- _OBJETIVO_
Transcreva sem nenhuma alteração o trecho do texto sobre gêmeo digital que vai de "Para nos ajudar" até "abaixo a entrevista.", incluindo essas palavras.

Representação computacional de qualquer objeto, incluindo construções e empreendimentos, conceito ganha impulso com o avanço da metodologia BIM e pode ser útil no monitoramento e manutenção de pontes, viadutos e arenas esportivas

Publicado em: 01/11/2022

Texto: Eric Cozza

foto de uma pessoa segurando uma espátula e uma tabua com argamassa líquida em cima
Projetista poderá agregar funções além do projeto, operando como guardião das informações técnicas, do monitoramento e da manutenção preditiva, cuidando da obra durante todo o ciclo de vida da construção. (Imagem: Shutterstock)

Você já ouviu falar em gêmeo digital? Trata-se de uma representação virtual, computacional, de um ambiente ou de um ativo físico, que pode ser, por exemplo, um carro, uma ponte ou um prédio.

A partir da utilização da metodologia BIM na concepção do projeto, associada a recursos de IOT (sigla para internet of things ou internet das coisas), o conceito de gêmeo digital pode revolucionar, por exemplo, o monitoramento de pontes, viadutos, arenas esportivas e diferentes tipos de edificações.

A partir de dados obtidos por sensores, é possível monitorar e garantir a segurança de elementos estruturais durante toda a vida útil da obra, além de estimar a necessidade de manutenção e detectar eventuais acidentes e até fenômenos meteorológicos que coloquem os usuários em risco.

Para nos ajudar a compreender melhor o assunto e, em especial, saber como tal conceito se aplica na prática, nós convidamos para o podcast AEC Responde o engenheiro civil e projetista estrutural, João Luis Casagrande, presidente do conselho de administração da Casagrande Engenharia. Confira abaixo a entrevista.

AECweb Responde – O que é, exatamente, um gêmeo digital e como pode ser empregado na construção civil?

João Luis Casagrande – Como o próprio nome indica, trata-se de uma cópia, um modelo computacional perfeito de algo real, uma representação virtual de um objeto ou processo físico. Algo que possa ser monitorado em tempo real, espelhando uma estrutura ou qualquer elemento no seu computador. Seria, mais ou menos, como se você estivesse dentro de um corpo humano, durante 24 horas, medindo todas as taxas de sangue, batimentos e pressão. Um gêmeo digital seria uma cópia disso em um computador, que nos permitisse acompanhar todas as reações e os resultados. Trata-se de uma cópia fidedigna, exata, a partir de um modelo computacional. Hoje, com o BIM e o apoio de sensores, você consegue obter todos esses dados.

- _DADOS DE ORIGEM_
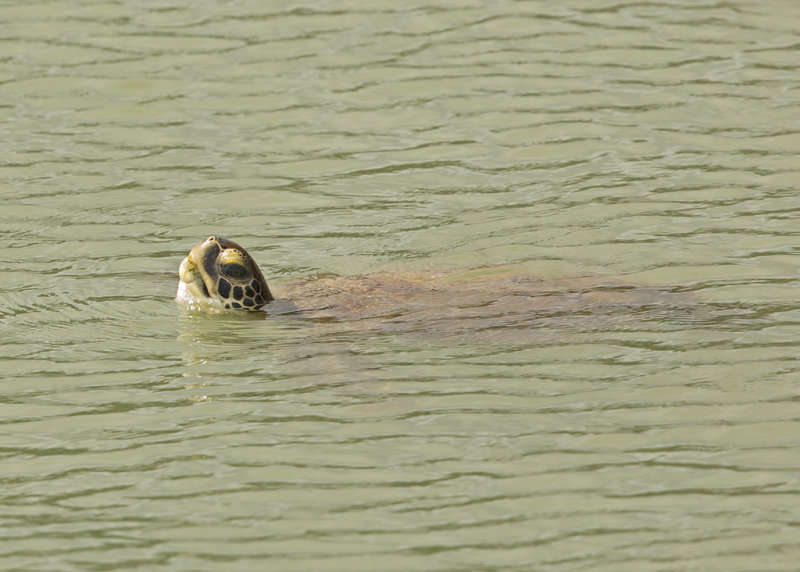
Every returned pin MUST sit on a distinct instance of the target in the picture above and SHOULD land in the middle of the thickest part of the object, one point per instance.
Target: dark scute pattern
(224, 288)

- _RESPOSTA_
Para nos ajudar a compreender melhor o assunto e, em especial, saber como tal conceito se aplica na prática, nós convidamos para o podcast AEC Responde o engenheiro civil e projetista estrutural, João Luis Casagrande, presidente do conselho de administração da Casagrande Engenharia. Confira abaixo a entrevista.